Return each line of the listing below that contains the word "wing".

[Excerpts from point annotation listing]
────────────────────
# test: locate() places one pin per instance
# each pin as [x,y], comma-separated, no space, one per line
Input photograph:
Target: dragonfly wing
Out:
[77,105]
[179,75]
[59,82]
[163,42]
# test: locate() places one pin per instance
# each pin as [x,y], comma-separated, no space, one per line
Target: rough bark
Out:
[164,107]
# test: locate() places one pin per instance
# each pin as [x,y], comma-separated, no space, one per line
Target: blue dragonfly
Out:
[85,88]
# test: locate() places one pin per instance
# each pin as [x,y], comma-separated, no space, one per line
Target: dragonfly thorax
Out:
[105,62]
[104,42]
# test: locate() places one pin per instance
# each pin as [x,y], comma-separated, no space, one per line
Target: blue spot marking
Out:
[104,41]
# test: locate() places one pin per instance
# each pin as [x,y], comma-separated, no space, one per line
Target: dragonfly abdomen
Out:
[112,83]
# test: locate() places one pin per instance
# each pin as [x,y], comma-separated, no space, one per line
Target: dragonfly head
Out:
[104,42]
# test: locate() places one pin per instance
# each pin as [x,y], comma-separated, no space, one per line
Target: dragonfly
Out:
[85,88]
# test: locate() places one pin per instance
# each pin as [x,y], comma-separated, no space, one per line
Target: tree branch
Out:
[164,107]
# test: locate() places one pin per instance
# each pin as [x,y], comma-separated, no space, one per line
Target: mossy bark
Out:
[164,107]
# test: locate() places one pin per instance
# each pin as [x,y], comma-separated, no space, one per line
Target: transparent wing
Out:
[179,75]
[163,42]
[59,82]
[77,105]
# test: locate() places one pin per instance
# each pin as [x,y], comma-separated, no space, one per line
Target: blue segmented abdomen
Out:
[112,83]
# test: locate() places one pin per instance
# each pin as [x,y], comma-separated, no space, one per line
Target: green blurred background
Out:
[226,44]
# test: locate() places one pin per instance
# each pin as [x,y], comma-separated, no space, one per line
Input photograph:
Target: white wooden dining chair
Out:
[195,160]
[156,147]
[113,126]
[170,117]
────────────────────
> **Result**:
Target: dragonfly wing
Target: transparent wing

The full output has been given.